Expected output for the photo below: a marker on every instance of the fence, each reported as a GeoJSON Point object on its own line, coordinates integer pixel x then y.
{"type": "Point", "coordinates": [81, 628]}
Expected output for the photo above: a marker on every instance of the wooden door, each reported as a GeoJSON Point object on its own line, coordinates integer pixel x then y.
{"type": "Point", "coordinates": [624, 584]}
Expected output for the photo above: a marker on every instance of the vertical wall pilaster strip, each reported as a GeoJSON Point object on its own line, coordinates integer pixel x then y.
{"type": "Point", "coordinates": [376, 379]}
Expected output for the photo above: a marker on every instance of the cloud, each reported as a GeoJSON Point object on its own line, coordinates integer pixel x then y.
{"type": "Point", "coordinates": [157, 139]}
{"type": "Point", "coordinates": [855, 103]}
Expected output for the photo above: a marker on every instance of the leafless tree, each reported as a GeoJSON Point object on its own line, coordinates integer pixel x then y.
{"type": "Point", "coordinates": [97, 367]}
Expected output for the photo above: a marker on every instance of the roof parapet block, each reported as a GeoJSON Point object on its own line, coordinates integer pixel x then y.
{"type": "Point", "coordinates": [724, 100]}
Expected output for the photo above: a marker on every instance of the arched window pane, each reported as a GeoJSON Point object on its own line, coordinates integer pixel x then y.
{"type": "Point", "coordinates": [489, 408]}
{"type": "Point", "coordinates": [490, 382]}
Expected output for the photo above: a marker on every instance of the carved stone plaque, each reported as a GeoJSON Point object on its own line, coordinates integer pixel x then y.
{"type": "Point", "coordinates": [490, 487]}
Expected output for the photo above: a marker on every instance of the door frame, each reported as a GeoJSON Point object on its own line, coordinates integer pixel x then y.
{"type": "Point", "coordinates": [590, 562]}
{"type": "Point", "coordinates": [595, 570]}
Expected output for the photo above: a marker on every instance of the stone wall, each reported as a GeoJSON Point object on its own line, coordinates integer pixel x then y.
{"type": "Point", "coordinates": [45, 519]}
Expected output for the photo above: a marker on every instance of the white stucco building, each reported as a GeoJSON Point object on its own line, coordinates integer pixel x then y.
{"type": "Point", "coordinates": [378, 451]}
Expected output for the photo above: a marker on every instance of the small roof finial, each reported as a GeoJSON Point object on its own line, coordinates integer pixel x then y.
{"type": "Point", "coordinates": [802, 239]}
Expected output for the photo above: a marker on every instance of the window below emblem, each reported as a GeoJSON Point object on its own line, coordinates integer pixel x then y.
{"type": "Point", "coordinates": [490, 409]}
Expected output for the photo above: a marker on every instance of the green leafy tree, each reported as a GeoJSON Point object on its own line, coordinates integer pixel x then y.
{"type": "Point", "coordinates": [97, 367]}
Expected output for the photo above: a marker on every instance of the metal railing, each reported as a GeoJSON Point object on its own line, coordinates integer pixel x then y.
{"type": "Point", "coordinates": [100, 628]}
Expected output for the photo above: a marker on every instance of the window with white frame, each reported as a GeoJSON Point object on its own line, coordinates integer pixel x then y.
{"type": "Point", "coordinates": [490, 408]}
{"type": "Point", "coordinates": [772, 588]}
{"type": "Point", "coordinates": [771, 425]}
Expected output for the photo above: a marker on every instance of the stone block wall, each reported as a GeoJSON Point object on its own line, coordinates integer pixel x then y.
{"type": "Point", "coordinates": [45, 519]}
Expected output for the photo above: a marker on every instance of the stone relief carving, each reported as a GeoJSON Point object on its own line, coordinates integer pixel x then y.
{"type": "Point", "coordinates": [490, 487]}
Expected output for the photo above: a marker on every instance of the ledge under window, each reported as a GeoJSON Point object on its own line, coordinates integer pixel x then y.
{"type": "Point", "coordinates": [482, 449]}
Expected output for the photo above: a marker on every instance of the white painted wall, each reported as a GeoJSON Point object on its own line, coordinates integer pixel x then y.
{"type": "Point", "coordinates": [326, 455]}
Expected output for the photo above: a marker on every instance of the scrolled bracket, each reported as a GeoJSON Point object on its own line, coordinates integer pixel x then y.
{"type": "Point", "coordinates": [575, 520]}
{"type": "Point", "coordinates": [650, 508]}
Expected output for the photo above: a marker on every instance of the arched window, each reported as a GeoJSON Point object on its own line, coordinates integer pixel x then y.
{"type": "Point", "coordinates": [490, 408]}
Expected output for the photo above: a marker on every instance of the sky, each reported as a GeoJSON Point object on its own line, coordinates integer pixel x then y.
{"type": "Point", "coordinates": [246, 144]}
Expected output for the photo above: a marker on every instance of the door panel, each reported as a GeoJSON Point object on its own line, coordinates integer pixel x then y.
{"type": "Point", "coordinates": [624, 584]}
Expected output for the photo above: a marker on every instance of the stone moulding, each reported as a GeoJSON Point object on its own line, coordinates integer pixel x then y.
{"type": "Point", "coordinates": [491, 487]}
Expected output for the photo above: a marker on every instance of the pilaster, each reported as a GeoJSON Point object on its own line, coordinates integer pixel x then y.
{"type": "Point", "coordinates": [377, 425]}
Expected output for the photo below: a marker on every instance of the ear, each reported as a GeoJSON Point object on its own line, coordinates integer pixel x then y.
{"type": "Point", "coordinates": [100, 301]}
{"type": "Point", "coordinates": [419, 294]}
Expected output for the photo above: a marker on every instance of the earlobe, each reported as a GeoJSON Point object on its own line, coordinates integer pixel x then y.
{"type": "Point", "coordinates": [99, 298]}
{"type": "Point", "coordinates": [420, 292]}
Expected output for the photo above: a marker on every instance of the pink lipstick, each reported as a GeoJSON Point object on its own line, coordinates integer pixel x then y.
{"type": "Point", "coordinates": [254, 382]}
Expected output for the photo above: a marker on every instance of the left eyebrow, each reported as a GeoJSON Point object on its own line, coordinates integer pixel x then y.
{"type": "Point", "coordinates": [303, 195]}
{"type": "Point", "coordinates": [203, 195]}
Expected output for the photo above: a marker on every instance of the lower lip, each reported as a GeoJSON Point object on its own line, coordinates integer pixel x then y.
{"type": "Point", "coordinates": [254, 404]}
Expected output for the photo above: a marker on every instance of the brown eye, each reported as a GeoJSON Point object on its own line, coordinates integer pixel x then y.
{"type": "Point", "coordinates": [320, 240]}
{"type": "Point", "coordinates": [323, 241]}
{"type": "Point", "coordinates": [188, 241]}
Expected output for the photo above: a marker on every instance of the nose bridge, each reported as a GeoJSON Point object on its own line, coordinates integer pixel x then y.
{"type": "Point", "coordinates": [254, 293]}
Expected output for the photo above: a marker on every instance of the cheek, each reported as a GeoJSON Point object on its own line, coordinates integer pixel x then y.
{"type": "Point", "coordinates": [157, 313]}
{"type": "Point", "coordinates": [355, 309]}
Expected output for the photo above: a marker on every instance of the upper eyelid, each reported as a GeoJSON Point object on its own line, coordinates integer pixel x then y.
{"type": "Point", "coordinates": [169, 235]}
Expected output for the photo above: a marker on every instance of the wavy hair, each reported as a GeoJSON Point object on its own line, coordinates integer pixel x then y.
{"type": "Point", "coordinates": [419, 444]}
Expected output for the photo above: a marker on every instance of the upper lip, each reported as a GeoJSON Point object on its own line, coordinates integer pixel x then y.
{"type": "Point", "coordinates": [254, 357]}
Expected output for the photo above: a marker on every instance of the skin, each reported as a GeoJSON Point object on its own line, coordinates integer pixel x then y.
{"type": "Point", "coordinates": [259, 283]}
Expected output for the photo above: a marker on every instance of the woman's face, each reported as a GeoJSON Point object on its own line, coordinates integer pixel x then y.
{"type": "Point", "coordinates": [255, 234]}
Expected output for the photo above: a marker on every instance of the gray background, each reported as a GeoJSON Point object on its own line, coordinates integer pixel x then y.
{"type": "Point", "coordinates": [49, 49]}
====
• Die Aufgabe
Gib das Material von der Zeile mit „of the gray“ bis einschließlich zum Ende des Materials als zweispaltige CSV mit den Spalten „text“ und „antwort“ aus, wobei jede Zeile einen Text mit der zugehörigen Antwort enthält. Setze jedes Feld in Anführungszeichen und ersetze Zeilenumbrüche darin durch Leerzeichen.

• Lösung
text,antwort
"Expected output for the photo above: a marker on every instance of the gray background, each reported as a GeoJSON Point object on its own line, coordinates integer pixel x then y.","{""type"": ""Point"", ""coordinates"": [49, 49]}"